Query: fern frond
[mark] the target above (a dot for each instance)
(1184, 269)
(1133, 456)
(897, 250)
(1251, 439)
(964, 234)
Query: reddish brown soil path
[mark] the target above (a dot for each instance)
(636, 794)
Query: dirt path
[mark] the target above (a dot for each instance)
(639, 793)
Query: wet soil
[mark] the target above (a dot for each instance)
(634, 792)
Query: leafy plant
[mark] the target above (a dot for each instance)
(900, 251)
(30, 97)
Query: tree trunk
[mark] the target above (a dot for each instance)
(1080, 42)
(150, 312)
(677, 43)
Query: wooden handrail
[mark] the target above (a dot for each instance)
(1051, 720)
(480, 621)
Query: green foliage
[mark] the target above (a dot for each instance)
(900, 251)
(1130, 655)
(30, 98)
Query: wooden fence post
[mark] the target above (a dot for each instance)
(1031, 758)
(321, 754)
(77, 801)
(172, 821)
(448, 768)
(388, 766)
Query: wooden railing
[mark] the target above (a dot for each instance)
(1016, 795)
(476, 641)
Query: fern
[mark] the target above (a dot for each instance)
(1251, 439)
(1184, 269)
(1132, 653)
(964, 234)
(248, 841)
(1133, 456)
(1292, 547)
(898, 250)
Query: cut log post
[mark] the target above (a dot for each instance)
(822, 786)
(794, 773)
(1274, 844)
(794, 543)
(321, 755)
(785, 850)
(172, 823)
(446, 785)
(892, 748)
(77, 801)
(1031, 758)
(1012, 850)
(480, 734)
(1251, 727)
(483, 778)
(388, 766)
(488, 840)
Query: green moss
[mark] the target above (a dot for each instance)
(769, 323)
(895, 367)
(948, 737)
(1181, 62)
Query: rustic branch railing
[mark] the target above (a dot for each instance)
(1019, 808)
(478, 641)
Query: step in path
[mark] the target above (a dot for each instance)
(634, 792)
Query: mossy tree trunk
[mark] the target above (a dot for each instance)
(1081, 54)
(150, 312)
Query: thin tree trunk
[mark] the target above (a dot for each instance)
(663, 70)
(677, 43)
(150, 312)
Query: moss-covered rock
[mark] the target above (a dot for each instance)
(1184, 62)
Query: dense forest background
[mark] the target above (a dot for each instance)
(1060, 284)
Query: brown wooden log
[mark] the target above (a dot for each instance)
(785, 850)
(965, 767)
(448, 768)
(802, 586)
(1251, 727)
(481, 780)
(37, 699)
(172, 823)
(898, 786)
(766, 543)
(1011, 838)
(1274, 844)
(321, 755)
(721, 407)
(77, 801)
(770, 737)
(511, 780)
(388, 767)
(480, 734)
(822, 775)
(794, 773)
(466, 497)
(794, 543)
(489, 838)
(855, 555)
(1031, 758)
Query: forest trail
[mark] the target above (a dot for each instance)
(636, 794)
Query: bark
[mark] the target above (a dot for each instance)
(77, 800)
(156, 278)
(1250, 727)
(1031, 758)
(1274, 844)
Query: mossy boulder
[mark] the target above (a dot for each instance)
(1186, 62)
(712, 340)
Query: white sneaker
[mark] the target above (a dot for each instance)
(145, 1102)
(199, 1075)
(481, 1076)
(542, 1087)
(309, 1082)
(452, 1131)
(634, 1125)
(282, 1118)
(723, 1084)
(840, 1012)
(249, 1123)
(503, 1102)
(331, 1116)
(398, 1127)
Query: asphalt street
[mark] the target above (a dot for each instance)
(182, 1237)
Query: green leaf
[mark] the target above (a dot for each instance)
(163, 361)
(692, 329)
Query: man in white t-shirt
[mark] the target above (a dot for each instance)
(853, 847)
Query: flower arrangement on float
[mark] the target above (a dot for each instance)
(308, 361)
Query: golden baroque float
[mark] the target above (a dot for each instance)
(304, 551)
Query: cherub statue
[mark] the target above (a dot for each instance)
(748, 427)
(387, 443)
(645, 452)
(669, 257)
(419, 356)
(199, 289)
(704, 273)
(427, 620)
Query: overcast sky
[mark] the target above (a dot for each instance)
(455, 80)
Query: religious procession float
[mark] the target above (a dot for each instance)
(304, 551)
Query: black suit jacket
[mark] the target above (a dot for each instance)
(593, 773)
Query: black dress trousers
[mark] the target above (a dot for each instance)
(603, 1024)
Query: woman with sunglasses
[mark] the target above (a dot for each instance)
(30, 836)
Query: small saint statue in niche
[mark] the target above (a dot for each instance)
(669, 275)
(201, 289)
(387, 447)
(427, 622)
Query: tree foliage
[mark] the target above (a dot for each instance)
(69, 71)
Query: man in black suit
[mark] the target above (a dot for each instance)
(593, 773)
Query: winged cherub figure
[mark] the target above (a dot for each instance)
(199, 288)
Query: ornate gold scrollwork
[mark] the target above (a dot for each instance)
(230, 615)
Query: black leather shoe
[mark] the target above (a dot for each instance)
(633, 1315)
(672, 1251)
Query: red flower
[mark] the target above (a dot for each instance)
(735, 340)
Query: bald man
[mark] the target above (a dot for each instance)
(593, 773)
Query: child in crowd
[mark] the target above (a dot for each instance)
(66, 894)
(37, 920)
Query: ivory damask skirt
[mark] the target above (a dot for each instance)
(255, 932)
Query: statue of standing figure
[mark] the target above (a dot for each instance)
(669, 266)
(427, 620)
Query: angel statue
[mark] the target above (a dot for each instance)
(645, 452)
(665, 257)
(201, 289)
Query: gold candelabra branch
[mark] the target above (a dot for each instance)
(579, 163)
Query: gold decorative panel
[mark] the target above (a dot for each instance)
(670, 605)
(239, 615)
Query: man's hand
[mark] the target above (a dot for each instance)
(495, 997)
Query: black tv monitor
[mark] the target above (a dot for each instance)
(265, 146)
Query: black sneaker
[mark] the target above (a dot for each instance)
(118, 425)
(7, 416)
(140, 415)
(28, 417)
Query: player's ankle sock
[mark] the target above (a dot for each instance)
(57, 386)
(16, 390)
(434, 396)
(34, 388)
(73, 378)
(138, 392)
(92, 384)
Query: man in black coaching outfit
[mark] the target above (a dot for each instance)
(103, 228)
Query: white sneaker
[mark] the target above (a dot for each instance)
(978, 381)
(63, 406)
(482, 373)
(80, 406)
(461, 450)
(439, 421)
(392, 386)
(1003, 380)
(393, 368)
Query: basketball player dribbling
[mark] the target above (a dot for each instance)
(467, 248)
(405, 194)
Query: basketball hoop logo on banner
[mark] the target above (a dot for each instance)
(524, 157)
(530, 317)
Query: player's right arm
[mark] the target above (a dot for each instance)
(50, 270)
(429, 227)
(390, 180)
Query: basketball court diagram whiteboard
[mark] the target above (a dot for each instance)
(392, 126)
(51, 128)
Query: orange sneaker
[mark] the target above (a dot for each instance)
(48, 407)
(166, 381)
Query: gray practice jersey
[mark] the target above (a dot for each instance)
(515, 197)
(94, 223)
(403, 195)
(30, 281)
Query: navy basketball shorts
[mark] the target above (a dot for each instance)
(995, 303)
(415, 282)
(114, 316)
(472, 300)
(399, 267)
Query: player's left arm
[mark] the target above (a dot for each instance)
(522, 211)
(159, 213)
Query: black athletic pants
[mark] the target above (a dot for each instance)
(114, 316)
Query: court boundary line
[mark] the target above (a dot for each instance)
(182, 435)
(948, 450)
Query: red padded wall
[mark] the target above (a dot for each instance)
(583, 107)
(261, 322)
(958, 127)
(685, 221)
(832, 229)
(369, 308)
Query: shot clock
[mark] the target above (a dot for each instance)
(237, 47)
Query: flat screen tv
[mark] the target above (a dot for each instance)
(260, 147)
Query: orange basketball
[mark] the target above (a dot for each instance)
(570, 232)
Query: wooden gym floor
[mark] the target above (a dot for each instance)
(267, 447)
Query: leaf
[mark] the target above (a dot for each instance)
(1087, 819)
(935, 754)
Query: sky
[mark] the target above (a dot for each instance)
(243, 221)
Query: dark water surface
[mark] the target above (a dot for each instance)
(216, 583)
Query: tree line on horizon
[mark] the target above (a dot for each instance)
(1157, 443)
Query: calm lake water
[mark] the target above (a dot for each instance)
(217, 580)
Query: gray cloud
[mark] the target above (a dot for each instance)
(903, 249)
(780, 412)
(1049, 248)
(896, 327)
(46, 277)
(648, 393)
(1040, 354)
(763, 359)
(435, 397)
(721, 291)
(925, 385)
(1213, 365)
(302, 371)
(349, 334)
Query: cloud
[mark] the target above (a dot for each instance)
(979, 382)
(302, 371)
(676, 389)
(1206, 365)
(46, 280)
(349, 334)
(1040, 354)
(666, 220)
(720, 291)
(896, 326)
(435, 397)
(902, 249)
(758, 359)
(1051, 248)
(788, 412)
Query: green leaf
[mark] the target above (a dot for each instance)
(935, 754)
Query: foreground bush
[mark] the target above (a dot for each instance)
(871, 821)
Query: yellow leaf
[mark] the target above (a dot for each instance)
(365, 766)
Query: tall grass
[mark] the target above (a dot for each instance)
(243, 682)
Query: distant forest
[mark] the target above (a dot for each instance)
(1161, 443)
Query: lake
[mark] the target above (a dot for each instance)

────────

• DO THIS: Can you copy word for word the lines in the records above, starting with the line that contains "Query: man in black suit" and going on through the line that contains "(672, 1251)"?

• EXERCISE ANSWER:
Query: man in black suit
[mark] the target above (a dot for each instance)
(593, 773)
Query: winged cherub figure
[mark] the target above (a dot for each instance)
(199, 288)
Query: ornate gold scrollwork
[mark] the target above (a dot for each instance)
(230, 615)
Query: black leather shoe
[mark] the target above (a dot for each instance)
(633, 1315)
(672, 1251)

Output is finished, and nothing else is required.